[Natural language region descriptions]
____
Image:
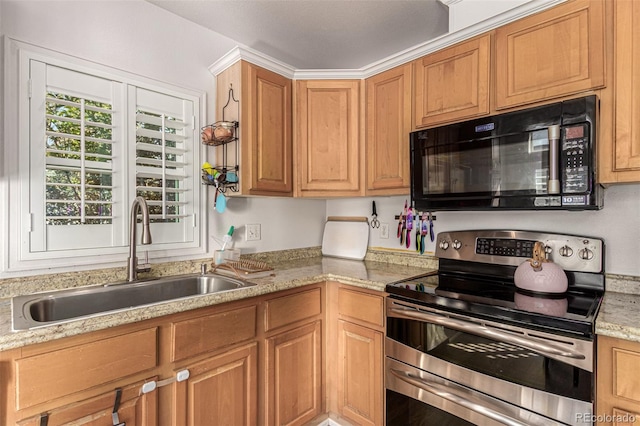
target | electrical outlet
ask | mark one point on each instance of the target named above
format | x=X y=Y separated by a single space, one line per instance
x=384 y=230
x=252 y=232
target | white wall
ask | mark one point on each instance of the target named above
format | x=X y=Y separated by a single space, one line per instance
x=464 y=13
x=140 y=38
x=618 y=223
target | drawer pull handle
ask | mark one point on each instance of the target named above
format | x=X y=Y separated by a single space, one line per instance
x=181 y=376
x=116 y=406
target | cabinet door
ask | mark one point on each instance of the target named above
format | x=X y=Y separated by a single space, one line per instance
x=453 y=84
x=621 y=163
x=360 y=374
x=294 y=375
x=267 y=154
x=554 y=53
x=221 y=390
x=134 y=410
x=388 y=127
x=327 y=138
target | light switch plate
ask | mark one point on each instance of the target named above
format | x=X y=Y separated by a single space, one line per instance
____
§ Work required
Word for word, return the lines from the one holding "target | drawer pull handle" through the end of the entries above.

§ Completed exercise
target | drawer pull handle
ask | mark one point on each instance of the target named above
format | x=X y=Y separated by a single space, one line per instance
x=181 y=376
x=116 y=406
target | cabinet door
ask | mark one point on each instance of the target named above
format | x=X y=Y separated by a single space, one line per instance
x=453 y=84
x=621 y=163
x=360 y=374
x=294 y=375
x=267 y=154
x=554 y=53
x=221 y=390
x=134 y=410
x=388 y=127
x=327 y=138
target | light switch plate
ask | mark one point on each instance of the target named above
format | x=X y=Y separated by a single space, one line per instance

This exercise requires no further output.